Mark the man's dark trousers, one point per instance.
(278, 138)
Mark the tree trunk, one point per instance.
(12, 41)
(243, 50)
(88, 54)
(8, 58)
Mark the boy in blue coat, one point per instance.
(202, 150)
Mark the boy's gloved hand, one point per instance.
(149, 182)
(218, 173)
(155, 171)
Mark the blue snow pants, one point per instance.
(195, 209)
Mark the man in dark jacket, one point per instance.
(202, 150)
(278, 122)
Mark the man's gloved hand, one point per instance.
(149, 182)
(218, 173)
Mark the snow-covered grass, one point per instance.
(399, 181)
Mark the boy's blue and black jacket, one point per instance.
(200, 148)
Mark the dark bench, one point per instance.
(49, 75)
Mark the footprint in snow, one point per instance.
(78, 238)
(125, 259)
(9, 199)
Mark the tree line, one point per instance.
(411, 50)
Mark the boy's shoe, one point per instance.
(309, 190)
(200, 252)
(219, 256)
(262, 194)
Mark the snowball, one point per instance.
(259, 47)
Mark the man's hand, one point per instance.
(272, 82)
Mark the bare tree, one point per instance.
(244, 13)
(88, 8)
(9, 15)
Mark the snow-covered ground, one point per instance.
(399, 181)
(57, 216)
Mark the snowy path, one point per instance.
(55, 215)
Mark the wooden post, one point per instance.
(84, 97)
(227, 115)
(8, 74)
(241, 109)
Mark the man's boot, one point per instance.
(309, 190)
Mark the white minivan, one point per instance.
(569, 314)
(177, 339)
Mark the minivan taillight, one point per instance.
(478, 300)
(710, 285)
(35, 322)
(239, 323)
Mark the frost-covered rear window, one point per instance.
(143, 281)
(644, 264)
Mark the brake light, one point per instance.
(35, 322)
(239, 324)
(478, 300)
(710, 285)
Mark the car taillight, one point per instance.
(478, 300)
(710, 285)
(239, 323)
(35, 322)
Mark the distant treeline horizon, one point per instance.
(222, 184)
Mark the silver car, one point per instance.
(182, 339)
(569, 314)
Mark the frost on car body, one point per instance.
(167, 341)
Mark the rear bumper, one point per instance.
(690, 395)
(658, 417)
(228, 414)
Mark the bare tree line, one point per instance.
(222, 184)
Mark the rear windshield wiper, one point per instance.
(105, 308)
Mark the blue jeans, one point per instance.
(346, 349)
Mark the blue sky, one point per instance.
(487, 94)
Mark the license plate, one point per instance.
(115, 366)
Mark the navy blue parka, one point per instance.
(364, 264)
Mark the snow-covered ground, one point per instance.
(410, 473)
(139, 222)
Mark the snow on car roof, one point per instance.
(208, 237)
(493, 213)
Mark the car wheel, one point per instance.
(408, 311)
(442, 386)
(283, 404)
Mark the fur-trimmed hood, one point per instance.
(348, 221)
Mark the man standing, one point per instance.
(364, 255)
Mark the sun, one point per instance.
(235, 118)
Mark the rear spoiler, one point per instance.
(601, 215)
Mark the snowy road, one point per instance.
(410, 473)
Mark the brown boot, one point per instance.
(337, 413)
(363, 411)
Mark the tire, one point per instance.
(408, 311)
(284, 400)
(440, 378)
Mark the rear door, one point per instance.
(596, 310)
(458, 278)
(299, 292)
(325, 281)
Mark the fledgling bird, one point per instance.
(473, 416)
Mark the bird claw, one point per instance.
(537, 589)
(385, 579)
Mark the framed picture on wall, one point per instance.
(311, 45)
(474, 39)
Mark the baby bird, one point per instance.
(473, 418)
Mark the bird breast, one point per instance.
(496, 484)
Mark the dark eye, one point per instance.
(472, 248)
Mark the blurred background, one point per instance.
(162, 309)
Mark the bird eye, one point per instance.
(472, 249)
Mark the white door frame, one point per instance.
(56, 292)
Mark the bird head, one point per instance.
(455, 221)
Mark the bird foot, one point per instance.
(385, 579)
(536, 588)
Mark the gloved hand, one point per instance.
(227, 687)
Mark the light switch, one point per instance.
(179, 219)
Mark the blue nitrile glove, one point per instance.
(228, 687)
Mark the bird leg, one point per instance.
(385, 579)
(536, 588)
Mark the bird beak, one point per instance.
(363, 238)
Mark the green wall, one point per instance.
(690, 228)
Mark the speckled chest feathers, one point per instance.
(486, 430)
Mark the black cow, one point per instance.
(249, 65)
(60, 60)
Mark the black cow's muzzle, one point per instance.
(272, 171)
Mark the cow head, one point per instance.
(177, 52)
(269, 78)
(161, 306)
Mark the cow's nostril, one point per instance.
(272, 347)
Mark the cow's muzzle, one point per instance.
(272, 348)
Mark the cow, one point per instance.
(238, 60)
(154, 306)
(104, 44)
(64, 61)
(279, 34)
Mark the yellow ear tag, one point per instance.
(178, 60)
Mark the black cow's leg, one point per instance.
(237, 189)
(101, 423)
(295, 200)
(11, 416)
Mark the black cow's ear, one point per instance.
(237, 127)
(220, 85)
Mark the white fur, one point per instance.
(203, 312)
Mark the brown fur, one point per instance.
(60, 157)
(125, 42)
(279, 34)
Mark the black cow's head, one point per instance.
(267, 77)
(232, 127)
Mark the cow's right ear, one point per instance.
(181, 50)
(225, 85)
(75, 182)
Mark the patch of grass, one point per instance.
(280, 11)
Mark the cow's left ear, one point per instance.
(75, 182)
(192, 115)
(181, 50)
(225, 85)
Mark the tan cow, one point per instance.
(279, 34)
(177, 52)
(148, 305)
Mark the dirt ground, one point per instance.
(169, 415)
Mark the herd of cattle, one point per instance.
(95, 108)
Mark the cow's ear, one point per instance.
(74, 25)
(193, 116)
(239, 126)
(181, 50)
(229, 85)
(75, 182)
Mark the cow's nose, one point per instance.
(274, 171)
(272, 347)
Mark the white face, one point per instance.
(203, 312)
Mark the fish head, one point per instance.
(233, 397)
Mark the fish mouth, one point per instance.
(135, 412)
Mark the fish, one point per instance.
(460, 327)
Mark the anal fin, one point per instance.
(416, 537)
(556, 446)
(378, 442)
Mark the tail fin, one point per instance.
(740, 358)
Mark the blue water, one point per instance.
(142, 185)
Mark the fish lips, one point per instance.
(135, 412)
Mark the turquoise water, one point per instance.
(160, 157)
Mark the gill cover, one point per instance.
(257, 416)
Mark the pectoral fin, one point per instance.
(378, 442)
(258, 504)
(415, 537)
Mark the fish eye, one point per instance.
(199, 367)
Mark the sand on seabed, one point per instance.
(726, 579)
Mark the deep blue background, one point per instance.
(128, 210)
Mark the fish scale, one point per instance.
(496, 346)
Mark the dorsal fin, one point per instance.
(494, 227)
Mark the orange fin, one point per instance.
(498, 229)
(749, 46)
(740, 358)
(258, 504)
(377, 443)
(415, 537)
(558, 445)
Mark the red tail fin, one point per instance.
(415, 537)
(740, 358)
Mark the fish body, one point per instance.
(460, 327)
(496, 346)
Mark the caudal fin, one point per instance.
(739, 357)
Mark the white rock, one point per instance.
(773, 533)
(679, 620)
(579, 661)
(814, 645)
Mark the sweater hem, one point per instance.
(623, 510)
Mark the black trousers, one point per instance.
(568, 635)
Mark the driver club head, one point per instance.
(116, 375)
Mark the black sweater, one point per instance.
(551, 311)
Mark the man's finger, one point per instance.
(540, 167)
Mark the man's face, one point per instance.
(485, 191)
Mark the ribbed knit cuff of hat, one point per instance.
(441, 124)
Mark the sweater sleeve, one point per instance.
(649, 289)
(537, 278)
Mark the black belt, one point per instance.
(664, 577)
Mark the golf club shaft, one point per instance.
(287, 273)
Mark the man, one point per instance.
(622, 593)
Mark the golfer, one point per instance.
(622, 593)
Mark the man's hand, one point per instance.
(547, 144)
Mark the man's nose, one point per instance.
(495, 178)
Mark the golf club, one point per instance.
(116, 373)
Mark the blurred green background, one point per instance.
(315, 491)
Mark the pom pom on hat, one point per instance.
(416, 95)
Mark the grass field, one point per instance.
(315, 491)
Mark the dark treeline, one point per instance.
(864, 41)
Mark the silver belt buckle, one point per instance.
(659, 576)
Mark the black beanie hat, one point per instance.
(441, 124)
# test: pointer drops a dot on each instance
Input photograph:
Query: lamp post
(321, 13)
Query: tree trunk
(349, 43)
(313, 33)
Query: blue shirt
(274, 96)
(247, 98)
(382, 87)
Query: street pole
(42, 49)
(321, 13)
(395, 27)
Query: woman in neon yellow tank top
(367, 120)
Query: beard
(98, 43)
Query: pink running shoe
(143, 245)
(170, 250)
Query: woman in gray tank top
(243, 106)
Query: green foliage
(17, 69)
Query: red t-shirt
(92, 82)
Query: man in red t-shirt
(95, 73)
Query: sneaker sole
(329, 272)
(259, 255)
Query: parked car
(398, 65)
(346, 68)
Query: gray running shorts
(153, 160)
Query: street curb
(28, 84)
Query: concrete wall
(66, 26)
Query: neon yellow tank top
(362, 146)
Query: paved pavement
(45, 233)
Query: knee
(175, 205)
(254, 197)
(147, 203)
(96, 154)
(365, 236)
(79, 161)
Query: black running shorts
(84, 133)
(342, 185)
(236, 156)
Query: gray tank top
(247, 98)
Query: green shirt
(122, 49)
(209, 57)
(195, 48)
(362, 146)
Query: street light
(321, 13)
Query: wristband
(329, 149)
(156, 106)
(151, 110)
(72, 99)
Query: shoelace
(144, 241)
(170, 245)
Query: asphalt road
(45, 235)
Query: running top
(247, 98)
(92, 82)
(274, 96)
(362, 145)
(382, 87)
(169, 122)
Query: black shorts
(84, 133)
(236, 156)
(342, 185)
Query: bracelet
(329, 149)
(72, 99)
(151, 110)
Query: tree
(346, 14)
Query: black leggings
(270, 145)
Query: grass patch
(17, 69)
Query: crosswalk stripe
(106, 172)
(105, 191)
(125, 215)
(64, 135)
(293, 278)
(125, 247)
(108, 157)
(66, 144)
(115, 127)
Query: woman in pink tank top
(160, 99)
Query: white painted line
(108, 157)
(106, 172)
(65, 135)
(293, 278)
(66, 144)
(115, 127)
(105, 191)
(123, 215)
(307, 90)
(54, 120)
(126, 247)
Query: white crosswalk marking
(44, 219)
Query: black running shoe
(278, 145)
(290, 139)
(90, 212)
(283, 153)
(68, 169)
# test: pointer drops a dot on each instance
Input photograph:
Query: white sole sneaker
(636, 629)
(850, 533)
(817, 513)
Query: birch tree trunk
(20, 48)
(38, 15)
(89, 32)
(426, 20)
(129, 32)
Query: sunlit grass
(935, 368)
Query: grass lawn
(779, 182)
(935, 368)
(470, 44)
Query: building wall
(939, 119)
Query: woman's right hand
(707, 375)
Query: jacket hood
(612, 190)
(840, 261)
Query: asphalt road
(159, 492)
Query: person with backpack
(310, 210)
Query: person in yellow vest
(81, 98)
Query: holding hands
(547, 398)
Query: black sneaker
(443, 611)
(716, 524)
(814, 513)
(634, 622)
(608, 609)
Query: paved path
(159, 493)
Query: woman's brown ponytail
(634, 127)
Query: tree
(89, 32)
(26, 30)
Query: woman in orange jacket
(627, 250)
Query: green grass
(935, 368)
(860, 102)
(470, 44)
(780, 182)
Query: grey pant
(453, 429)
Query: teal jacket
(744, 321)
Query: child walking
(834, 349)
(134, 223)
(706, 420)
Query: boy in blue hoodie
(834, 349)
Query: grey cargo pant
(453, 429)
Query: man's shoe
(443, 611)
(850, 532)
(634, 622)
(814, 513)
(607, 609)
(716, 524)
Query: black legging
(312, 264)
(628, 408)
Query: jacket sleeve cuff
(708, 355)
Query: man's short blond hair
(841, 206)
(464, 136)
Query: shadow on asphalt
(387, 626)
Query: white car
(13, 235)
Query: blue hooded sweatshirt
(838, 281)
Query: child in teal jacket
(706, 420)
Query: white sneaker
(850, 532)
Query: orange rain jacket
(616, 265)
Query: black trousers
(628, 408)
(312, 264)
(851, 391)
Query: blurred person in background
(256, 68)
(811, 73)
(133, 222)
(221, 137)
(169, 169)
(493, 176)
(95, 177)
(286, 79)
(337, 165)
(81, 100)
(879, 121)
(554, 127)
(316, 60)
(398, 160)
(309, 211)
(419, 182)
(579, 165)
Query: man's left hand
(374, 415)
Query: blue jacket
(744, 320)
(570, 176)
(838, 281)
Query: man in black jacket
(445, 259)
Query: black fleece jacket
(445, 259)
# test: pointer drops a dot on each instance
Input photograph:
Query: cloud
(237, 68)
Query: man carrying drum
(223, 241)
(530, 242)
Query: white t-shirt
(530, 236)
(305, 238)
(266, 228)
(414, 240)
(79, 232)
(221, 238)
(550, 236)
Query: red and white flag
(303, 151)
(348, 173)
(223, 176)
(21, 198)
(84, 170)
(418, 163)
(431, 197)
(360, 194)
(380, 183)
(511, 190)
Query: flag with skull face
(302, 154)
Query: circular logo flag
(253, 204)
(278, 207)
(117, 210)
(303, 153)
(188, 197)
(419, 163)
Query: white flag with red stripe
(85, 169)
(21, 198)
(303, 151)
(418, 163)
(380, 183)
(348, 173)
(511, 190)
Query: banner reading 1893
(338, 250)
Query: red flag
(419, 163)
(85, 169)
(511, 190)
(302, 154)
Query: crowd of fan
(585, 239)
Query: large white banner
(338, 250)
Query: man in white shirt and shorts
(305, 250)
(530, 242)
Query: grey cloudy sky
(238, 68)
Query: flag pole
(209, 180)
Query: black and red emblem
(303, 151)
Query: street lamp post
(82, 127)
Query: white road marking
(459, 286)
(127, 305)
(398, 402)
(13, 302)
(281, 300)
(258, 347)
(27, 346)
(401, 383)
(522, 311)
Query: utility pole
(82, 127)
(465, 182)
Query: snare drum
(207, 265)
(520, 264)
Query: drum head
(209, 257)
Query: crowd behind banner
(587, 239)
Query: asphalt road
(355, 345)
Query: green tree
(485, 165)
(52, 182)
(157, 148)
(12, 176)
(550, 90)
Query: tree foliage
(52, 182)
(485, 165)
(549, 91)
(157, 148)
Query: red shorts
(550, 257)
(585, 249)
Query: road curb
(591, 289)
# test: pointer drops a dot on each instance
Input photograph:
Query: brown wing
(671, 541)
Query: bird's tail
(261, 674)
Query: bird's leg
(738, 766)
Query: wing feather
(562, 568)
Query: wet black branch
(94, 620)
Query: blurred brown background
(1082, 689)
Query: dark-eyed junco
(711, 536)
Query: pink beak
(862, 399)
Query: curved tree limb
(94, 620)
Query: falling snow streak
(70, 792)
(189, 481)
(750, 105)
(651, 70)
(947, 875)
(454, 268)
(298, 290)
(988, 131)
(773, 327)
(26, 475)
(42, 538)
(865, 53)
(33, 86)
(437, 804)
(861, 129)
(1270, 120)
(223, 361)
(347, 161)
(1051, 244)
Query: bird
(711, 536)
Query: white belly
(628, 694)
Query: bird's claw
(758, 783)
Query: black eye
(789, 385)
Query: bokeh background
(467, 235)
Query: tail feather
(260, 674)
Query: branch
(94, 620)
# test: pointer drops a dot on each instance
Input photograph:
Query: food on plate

▶ _REQUIRED WORK_
Begin at the line containing "Query: dark-eyed junco" and reproduce each line through the end of the records above.

▶ _OUTPUT_
Query: dark-eyed junco
(711, 536)
Query: pink beak
(862, 399)
Query: curved tree limb
(94, 620)
Query: falling snow streak
(70, 792)
(189, 481)
(750, 105)
(651, 70)
(947, 875)
(454, 268)
(298, 290)
(988, 131)
(773, 327)
(26, 475)
(42, 538)
(865, 53)
(33, 86)
(437, 804)
(861, 129)
(1270, 120)
(223, 361)
(347, 161)
(1051, 244)
Query: bird
(711, 536)
Query: white belly
(628, 694)
Query: bird's claw
(758, 783)
Query: black eye
(789, 385)
Query: bokeh background
(467, 235)
Query: tail feather
(260, 674)
Query: branch
(94, 620)
# test: pointer drops a dot on each instance
Input photograph:
Query: food on plate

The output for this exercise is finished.